------ Selected passage

Coder Social home page Coder Social logo

covuworie / nobel-physics-prizes Goto Github PK

View Code? Open in Web Editor NEW
3.0 1.0 0.0 121.23 MB

Predicting Nobel Physics Prize winners. Final project for Harvard CS109a 2017 edition https://github.com/covuworie/a-2017.

License: MIT License

Jupyter Notebook 5.24% HTML 93.14% Python 1.57% JavaScript 0.03% CSS 0.02%
nobel-physics-prizes nobel-laureates machine-learning logistic-regression svm random-forest natural-language-processing topic-modeling matrix-factorization scraping

nobel-physics-prizes's Introduction

Predicting Nobel Physics Prize Winners

And the Nobel goes to ...

alt text Illustration: Niklas Elmehad/Nobel Media (IEEE Spectrum)

Winners of the Nobel Prize in Physics 2018

Background

The Nobel Prize in Physics is widely regarded as the most prestigious award in Physics. It has been awarded to 207 Nobel Laureates between 1901 and 2017. John Bardeen is the only double Nobel Laureate meaning that 206 physicists have actually won the prize. The will of Alfred Nobel states that that the prize should be awarded to the "person who shall have made the most important discovery or invention within the field of physics". In fact, the prize can actually be awarded to a maximum of 3 people in any year and can be split for a maximum of 2 inventions or discoveries. The prize is not awarded posthumously; however, if a person is awarded a prize and dies before receiving it, the prize may still be presented.

Problem Statement

The Nobel Prize in Physics is awarded by The Royal Swedish Academy of Sciences, Stockholm, Sweden. The nomination and selection process is a lengthy and complex process taking just over a year. Three of the key stages are:

  • September - Nomination forms are sent out. The Nobel Committee sends out confidential forms to around 3,000 people - selected professors at universities around the world, Nobel Laureates in Physics and Chemistry, and members of the Royal Swedish Academy of Sciences, among others.

  • March-May - Consultation with experts. The Nobel Committee sends the names of the preliminary candidates to specially appointed experts for their assessment of the candidates' work.

  • October - Nobel Laureates are chosen. In early October, the Academy selects the Nobel Laureates in Physics through a majority vote. The decision is final and without appeal. The names of the Nobel Laureates are then announced.

------------

Task instructions:
Continue the write-up on predicting Nobel Physics Prize winners, starting after its last sentence. You won't need the material that follows.

------ Dataset entries

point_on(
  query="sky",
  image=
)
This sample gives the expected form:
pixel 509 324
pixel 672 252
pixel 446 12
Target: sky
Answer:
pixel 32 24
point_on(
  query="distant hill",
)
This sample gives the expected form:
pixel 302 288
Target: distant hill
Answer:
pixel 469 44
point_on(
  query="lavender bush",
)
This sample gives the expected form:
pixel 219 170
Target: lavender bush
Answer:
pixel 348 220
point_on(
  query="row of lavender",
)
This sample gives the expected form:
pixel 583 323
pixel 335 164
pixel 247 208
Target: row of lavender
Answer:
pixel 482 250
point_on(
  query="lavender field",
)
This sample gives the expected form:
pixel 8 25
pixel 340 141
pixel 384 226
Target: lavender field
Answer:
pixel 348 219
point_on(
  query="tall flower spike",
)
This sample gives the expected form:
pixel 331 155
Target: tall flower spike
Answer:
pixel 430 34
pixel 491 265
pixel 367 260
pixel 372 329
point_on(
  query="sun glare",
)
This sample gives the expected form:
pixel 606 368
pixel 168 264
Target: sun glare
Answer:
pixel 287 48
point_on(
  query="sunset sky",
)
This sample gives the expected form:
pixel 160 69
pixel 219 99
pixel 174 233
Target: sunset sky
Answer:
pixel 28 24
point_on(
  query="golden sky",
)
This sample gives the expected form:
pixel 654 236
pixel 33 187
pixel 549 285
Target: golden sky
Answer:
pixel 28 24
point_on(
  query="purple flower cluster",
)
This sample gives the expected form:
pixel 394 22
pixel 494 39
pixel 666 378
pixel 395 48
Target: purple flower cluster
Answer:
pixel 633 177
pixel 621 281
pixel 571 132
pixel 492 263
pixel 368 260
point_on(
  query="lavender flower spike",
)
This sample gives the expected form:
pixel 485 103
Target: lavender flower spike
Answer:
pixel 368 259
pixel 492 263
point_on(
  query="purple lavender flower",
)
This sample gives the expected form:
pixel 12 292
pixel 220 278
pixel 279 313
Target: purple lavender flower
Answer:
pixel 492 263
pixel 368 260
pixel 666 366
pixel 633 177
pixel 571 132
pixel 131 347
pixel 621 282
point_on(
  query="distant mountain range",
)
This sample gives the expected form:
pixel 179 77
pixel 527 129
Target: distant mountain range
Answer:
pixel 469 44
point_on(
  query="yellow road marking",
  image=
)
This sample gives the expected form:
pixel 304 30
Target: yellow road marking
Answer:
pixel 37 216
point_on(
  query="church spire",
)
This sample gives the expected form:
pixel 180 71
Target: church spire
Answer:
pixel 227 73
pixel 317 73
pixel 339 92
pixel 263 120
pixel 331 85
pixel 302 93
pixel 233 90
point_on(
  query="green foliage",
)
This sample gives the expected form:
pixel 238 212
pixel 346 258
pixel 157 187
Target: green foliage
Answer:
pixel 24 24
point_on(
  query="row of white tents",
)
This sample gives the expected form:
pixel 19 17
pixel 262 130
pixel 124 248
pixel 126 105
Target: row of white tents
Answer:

------------

Response:
Furthermore, details of the nominations are not made public until 50 years after. The nature of the selection process has led to claims that the selection process is dominated more by the demographics of the nominee and the nominators than by the quality of the nominee's work. For some more details, see this excellent five part series from Physics Today that examines the data and dives into the history of physicists nominated for the Nobel Prize. This PBS article also describes 8 ways to win the Nobel Prize in Physics of which 5 refer to demographics. Some of the nominee demographics mentioned in both articles include:

  • Gender
  • Age / years lived
  • Nationality
  • Institutions studied at and affiliated with
  • Connected to past winners of the Nobel Prize in Physics or Chemistry through progeny or academics
  • Theorist or experimentalist
  • Astronomer or physicist

The Physics Today article claims that "We'll probably never know for sure why some physicists win Nobel glory and others come up short; the Nobel committee is notoriously secretive about their deliberations." However, the data in the article suggests that there may exist underlying patterns that in general enhance a physicist's chance of winning a Nobel prize.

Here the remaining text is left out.